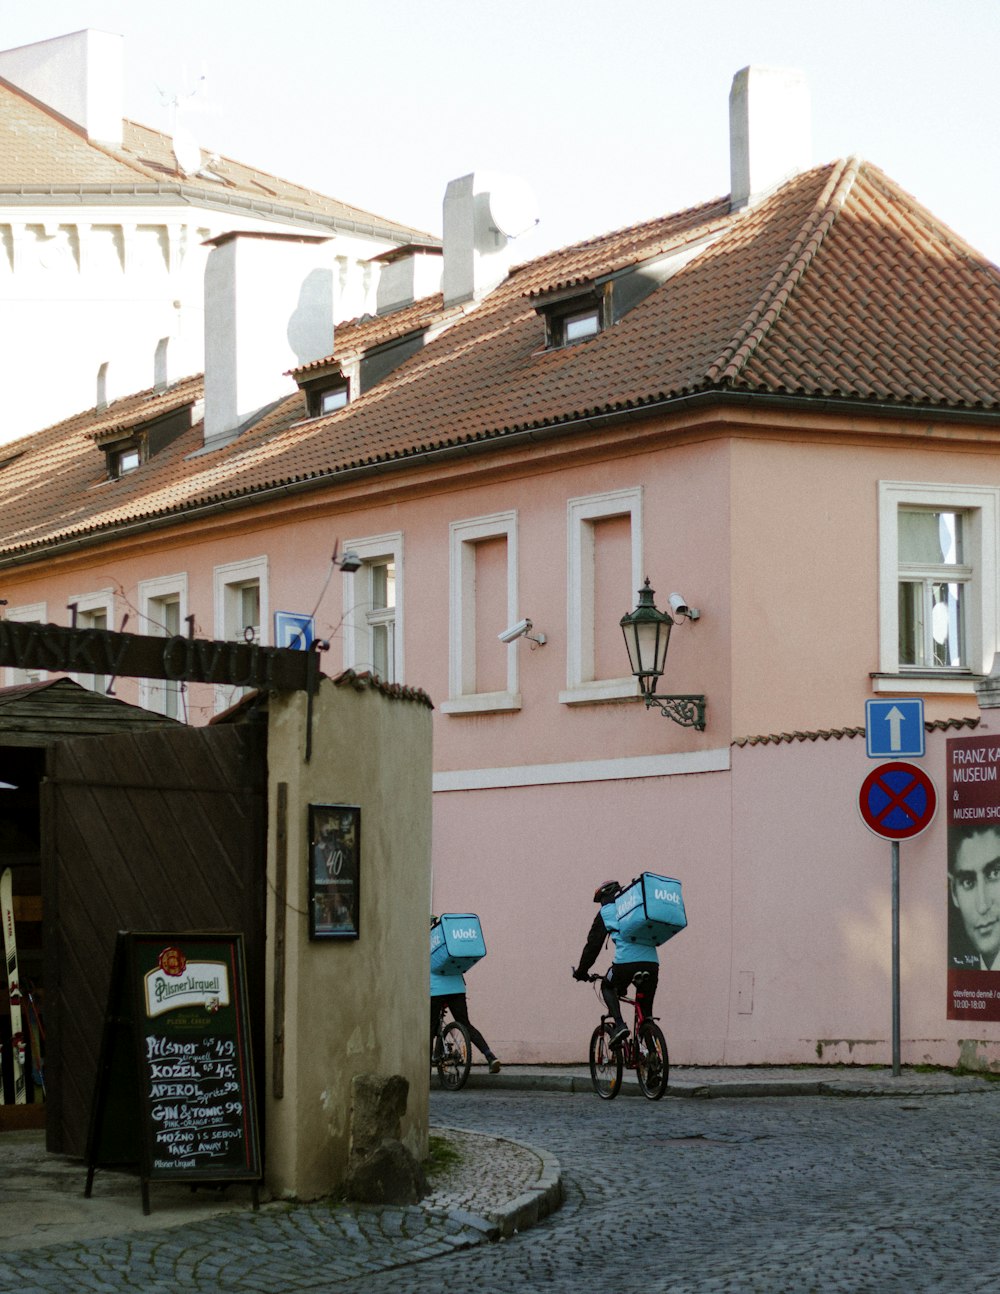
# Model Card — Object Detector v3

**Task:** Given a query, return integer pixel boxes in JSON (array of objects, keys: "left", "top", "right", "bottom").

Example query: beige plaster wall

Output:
[{"left": 264, "top": 677, "right": 433, "bottom": 1199}]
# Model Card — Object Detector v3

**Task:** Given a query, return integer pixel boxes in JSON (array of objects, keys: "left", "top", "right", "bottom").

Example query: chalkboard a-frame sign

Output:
[{"left": 85, "top": 931, "right": 262, "bottom": 1215}]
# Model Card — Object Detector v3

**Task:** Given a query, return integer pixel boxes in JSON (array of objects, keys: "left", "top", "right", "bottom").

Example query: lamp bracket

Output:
[{"left": 644, "top": 692, "right": 706, "bottom": 731}]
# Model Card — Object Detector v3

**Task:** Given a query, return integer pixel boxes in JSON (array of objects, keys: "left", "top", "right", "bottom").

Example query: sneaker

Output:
[
  {"left": 488, "top": 1058, "right": 502, "bottom": 1074},
  {"left": 609, "top": 1023, "right": 629, "bottom": 1048}
]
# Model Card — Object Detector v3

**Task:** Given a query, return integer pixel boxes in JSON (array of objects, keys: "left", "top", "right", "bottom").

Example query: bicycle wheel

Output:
[
  {"left": 636, "top": 1021, "right": 669, "bottom": 1100},
  {"left": 589, "top": 1022, "right": 623, "bottom": 1100},
  {"left": 437, "top": 1021, "right": 472, "bottom": 1091}
]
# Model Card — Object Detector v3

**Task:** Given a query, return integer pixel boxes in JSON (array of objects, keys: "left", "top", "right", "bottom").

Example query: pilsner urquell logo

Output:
[
  {"left": 144, "top": 949, "right": 231, "bottom": 1019},
  {"left": 158, "top": 946, "right": 187, "bottom": 977}
]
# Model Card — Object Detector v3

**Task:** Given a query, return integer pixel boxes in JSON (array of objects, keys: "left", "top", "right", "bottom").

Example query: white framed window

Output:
[
  {"left": 138, "top": 573, "right": 188, "bottom": 720},
  {"left": 67, "top": 589, "right": 115, "bottom": 694},
  {"left": 876, "top": 482, "right": 999, "bottom": 693},
  {"left": 213, "top": 556, "right": 268, "bottom": 712},
  {"left": 3, "top": 602, "right": 46, "bottom": 687},
  {"left": 441, "top": 511, "right": 520, "bottom": 715},
  {"left": 342, "top": 533, "right": 403, "bottom": 684},
  {"left": 561, "top": 488, "right": 644, "bottom": 705}
]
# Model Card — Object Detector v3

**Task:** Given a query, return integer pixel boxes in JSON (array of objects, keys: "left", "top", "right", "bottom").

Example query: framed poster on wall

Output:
[{"left": 308, "top": 804, "right": 360, "bottom": 940}]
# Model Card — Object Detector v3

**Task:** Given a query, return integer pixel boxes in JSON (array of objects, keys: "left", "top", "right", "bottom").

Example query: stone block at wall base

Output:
[{"left": 344, "top": 1140, "right": 428, "bottom": 1204}]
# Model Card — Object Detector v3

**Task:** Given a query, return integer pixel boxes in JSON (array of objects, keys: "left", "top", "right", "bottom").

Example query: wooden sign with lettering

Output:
[
  {"left": 0, "top": 619, "right": 314, "bottom": 691},
  {"left": 85, "top": 932, "right": 262, "bottom": 1214}
]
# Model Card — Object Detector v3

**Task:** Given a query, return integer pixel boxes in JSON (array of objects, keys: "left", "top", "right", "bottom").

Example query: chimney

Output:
[
  {"left": 442, "top": 171, "right": 538, "bottom": 307},
  {"left": 0, "top": 29, "right": 124, "bottom": 146},
  {"left": 375, "top": 246, "right": 443, "bottom": 315},
  {"left": 729, "top": 66, "right": 810, "bottom": 210},
  {"left": 202, "top": 232, "right": 334, "bottom": 449}
]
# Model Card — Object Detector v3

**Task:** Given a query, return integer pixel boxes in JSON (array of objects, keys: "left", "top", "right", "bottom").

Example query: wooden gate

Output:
[{"left": 41, "top": 720, "right": 267, "bottom": 1156}]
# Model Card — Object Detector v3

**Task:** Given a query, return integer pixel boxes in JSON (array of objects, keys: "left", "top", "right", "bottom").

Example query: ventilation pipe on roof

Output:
[
  {"left": 375, "top": 246, "right": 444, "bottom": 315},
  {"left": 729, "top": 66, "right": 811, "bottom": 211},
  {"left": 442, "top": 171, "right": 539, "bottom": 307},
  {"left": 202, "top": 232, "right": 334, "bottom": 451},
  {"left": 0, "top": 29, "right": 124, "bottom": 147}
]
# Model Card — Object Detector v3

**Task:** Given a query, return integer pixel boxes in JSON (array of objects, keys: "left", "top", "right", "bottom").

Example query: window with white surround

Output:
[
  {"left": 876, "top": 482, "right": 999, "bottom": 693},
  {"left": 3, "top": 602, "right": 46, "bottom": 686},
  {"left": 342, "top": 533, "right": 403, "bottom": 683},
  {"left": 68, "top": 589, "right": 115, "bottom": 694},
  {"left": 561, "top": 488, "right": 644, "bottom": 705},
  {"left": 441, "top": 511, "right": 520, "bottom": 715},
  {"left": 214, "top": 557, "right": 268, "bottom": 712},
  {"left": 138, "top": 573, "right": 188, "bottom": 719}
]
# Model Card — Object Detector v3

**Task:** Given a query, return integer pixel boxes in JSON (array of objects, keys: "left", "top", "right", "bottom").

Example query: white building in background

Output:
[{"left": 0, "top": 29, "right": 438, "bottom": 444}]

**TASK INSTRUCTIONS:**
Go through the entries and return each line where the word "sign" occurs.

**YOUR RESPONSE:**
Example query: chalkboard a-frame sign
Example query: wooden sign with lettering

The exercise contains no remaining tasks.